Exercise task:
How many lines in the items below contain the word "Target"? Reply with the number alone.

Records for the exercise:
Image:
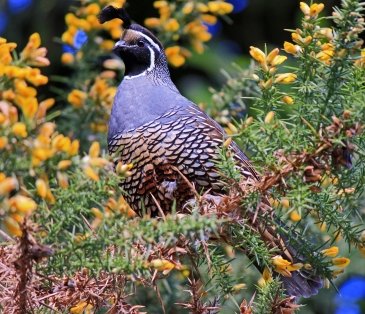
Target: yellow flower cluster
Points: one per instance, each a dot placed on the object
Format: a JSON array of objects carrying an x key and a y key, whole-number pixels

--

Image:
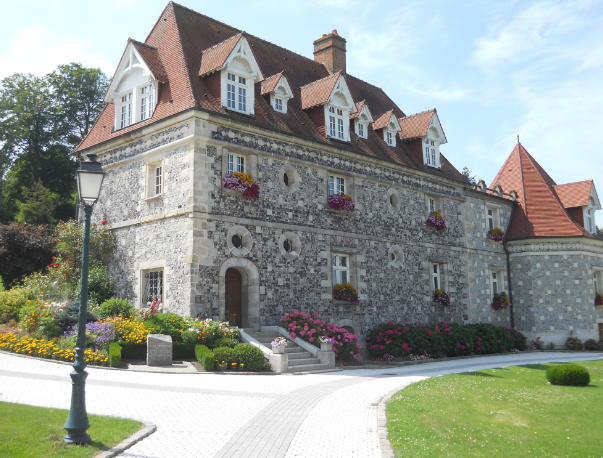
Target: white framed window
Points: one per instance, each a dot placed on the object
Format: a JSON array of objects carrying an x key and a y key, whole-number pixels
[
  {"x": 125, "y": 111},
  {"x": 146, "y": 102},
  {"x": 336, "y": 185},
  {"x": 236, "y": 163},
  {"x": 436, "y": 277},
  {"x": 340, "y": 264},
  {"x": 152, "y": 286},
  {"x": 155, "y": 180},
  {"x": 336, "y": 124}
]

...

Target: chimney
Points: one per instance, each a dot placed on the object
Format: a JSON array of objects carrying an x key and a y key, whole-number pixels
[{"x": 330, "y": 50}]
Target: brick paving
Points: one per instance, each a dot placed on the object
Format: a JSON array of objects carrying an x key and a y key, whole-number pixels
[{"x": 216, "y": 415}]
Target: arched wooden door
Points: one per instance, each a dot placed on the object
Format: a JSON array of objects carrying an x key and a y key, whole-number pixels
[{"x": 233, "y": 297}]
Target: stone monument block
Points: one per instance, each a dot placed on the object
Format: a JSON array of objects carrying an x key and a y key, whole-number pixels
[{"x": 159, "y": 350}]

Output of the exercise:
6